Cisco’s latest vulnerability spree has a more troubling pattern underneath

Cisco’s latest vulnerability spree has a more troubling pattern underneath

Cisco’s latest vulnerability spree has a more troubling pattern underneath

https://cyberscoop.com/cisco-firewall-sd-wan-vulnerabilities-exploited/

Publish Date: 2026-03-18 17:32:00

Source Domain: cyberscoop.com

Cisco customers have confronted a flood of actively exploited vulnerabilities affecting the vendor’s network edge software since late February, and researchers say that five of the nine vulnerabilities Cisco disclosed in its firewalls and SD-WAN systems over the past three weeks have already been exploited in the wild. 

Attackers exploited a pair of these defects — zero-day vulnerabilities in Cisco SD-WANs — for at least three years before the vendor and authorities discovered and issued warnings about the threat. Cisco disclosed an additional five SD-WAN vulnerabilities that same day, and three of those defects have since been confirmed actively exploited as well.

Information shown
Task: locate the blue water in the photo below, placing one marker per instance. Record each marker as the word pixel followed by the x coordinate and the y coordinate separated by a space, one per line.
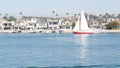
pixel 60 51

Exercise
Answer these from the Cisco vulnerability article:
(a) How many of the nine vulnerabilities Cisco disclosed in its firewalls and SD-WAN systems over the past three weeks have been exploited in the wild?
(b) For how long did attackers exploit the pair of zero-day SD-WAN vulnerabilities before the vendor and authorities discovered them?
(c) Of the additional five SD-WAN vulnerabilities disclosed that same day, how many have been confirmed actively exploited?

The answer
(a) Five.
(b) At least three years.
(c) Three.